Selected extract
<<<<

Natural Language Processing

I use natural language processing (NLP) to analyze text from participants and automate analyses that typically require subjective scoring by raters. By developing NLP tools for the memory research community, I aim to reduce scoring burden and enable large-scale and longitudinal studies of autobiographical memory

Project 1: Automatically identify, classify, and count details in memories with natural language processing

To study memory, researchers ask participants to describe events from their past. To quantify the content in these memories, researchers typically use a procedure known as the autobiographical interview (AMI) to split each narrative into event-related details and other details (e.g. general information).

The AMI is widely used in the field of memory research, and has been used in over 300 studies. However, it is also extremely time-consuming (typically taking several hours to transcribe, score, and count details for each participant). As a result, large studies with this procedure are often impractical, and even conducting small studies is time-consuming.

To reduce scoring burden and enable large studies of memory, we developed an approach to automatically score responses with natural language processing. We fine-tuned an existing language model (distilBERT) to identify the amount of event and non-event content in each sentence. These predictions were aggregated to obtain detail estimates for each narrative. We evaluated our model by comparing manual scores with automated scores in five datasets. We found that our model performed well across datasets, as reported in a preprint of our paper. To make automated scoring available to other researchers, we provide a Colab notebook that is intended to be used without additional coding.

>>>>

Task set
1. List the activities that the natural language processing passage says make the autobiographical interview take several hours per participant.
2. In the natural language processing passage, which existing language model did the researchers fine-tune?
3. Carry the passage on natural language processing for memory research forward from its last sentence.
The records are separate material from the passage on natural language processing.

Stored rows
<<<<

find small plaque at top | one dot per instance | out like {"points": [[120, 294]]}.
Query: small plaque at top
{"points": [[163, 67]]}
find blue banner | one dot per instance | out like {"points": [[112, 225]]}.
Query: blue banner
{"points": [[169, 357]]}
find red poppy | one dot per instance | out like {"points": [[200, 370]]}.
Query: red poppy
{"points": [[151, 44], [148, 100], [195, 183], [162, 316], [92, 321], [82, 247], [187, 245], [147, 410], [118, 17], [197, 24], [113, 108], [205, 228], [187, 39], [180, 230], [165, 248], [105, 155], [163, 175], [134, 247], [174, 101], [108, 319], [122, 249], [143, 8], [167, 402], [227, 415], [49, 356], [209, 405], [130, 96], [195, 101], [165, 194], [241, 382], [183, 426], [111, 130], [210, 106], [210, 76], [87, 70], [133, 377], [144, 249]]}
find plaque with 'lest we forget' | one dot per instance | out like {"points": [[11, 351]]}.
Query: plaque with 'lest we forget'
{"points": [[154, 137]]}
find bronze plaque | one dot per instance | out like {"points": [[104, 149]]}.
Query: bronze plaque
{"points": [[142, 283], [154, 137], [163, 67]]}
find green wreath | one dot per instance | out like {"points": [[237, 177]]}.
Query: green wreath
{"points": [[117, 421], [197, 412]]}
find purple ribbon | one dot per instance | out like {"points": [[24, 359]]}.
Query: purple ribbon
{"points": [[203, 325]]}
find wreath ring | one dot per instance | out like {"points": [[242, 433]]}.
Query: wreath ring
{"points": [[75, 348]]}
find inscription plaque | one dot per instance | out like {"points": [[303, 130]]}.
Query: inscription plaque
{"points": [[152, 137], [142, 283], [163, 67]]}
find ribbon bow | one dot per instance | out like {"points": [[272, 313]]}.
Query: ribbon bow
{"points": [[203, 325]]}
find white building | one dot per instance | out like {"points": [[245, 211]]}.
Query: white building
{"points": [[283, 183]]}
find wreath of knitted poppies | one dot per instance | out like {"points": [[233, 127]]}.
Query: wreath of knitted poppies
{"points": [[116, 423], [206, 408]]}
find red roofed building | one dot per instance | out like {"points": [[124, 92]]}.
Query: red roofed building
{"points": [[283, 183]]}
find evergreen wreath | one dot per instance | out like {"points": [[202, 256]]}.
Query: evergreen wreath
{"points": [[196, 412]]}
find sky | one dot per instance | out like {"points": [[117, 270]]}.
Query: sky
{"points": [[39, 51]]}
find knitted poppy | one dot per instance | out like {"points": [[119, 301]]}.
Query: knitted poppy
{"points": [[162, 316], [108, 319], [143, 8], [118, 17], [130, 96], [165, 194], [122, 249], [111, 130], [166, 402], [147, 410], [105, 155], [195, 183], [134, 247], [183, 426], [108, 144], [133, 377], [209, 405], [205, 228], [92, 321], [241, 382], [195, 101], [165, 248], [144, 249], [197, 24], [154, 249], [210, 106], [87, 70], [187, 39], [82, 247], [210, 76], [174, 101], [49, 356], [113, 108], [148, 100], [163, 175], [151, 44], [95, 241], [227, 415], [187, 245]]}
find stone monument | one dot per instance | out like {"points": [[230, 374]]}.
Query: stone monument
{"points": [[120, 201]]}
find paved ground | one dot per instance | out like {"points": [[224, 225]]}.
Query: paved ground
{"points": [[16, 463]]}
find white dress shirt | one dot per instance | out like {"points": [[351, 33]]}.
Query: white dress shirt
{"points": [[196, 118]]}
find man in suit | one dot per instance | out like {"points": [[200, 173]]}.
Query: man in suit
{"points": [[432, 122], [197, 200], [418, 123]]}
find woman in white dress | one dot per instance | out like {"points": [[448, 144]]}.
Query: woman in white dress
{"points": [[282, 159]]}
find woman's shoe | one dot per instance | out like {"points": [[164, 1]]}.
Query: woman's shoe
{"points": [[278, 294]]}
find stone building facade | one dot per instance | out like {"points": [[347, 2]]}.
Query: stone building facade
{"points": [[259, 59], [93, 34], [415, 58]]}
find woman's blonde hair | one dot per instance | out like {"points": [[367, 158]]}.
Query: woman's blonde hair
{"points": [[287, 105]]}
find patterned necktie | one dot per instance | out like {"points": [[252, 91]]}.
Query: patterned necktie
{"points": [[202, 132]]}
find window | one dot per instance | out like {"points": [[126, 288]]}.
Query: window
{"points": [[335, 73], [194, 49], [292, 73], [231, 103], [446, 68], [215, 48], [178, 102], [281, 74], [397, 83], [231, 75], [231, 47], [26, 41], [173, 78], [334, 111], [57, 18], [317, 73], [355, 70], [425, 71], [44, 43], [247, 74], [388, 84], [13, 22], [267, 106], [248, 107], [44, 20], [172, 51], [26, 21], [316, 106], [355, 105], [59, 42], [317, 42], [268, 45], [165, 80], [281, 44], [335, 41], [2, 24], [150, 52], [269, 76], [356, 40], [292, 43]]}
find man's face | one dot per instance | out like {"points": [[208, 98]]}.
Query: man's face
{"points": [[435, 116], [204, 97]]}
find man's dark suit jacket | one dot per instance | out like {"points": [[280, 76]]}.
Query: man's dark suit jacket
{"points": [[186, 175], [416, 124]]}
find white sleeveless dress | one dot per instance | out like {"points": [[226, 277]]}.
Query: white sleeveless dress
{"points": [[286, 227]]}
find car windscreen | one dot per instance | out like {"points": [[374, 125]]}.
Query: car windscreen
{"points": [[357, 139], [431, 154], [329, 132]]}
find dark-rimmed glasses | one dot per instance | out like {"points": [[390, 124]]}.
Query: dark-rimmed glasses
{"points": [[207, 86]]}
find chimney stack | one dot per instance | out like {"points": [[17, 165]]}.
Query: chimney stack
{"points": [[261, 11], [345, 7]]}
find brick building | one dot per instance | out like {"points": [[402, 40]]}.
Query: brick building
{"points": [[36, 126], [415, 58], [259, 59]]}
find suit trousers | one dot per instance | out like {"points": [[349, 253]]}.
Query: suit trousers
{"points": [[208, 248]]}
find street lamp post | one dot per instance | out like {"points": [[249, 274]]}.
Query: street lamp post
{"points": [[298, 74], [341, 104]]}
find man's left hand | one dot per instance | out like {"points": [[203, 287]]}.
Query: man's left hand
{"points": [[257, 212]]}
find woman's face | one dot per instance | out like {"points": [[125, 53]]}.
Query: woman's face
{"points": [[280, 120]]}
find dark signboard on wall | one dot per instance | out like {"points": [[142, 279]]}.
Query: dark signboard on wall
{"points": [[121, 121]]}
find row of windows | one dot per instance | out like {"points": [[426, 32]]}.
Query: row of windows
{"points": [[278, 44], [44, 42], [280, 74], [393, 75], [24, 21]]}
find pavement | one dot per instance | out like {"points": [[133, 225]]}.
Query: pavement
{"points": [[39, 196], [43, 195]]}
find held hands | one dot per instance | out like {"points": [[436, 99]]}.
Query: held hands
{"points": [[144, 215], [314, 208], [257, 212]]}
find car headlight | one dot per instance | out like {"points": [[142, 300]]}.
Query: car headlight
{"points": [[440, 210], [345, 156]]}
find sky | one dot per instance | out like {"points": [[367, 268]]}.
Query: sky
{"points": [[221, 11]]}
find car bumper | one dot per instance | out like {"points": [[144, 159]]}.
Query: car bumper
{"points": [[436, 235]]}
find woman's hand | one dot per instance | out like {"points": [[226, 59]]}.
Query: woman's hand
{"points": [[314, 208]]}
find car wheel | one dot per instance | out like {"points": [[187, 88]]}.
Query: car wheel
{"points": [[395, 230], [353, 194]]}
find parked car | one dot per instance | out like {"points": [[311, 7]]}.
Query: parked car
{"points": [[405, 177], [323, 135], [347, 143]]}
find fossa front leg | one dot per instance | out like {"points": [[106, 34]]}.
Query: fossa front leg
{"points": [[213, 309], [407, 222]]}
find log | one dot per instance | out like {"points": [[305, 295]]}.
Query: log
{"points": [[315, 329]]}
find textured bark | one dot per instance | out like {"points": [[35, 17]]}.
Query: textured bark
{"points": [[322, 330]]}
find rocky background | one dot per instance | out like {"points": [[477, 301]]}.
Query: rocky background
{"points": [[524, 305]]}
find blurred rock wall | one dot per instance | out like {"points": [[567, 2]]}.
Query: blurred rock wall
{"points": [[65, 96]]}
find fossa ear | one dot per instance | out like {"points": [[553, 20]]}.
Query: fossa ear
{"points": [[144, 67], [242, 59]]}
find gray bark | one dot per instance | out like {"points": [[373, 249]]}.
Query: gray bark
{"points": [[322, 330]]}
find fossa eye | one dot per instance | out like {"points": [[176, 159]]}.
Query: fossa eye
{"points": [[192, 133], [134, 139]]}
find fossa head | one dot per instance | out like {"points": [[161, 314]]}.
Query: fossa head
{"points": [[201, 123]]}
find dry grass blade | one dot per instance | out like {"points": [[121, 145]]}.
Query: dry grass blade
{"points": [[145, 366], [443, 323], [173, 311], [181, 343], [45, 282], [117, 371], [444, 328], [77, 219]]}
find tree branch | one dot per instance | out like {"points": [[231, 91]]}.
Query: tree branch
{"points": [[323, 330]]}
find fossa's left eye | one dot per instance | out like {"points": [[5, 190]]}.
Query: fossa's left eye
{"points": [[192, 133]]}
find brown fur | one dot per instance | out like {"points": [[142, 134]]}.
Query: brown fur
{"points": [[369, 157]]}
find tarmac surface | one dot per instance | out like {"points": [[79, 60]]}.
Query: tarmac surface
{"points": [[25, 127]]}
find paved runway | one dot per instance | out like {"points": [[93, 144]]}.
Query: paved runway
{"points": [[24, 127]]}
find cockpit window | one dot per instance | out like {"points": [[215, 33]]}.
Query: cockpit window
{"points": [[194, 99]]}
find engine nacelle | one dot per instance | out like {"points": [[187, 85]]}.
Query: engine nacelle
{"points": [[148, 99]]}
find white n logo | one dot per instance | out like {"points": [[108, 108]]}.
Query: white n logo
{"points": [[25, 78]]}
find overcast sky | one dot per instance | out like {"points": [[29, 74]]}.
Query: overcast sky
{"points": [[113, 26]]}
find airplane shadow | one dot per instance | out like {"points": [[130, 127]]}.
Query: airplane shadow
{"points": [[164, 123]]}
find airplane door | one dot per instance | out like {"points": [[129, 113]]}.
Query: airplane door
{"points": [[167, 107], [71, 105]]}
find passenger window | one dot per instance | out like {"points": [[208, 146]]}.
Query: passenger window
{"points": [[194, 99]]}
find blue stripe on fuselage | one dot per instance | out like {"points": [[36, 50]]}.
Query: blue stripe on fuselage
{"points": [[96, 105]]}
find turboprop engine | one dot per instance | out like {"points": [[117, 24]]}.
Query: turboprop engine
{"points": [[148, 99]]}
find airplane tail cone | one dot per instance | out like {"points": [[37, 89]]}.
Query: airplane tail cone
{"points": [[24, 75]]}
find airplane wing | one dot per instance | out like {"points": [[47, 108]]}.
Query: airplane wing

>>>>

Responses by task
1. Transcribing, scoring, and counting details.

2. distilBERT.

3.
Project 2: Quantifying the amount of schematic content in memories

When we imagine or remember an event, we draw on schematic information, or generalized ideas about what is typical of a situation.

To study the role of schematic information in remembered or imagined events, we developed a method for quantifying the amount of typical content present in narratives. This method, which we adapted from a common text analysis approach (e.g. Tausczik & Pennebaker, 2010), involves comparing the language used in each narrative to a relevant lexicon, or list of words. We first constructed new lexicons with GloVe for each memory cue, then used those word lists to count the number of typical details in each memory. For example, to quantify the amount of schematic content in a memory about the beach, we counted instances of beach lexicon words (e.g. ‘wave’, ‘sand, ‘sunny’) present in the narrative.

A preliminary application of this method is used in our paper, which was recently accepted at Consciousness and Cognition. A validation project is underway.

Project 3a: Using NLP to study suicidal thinking

In progress.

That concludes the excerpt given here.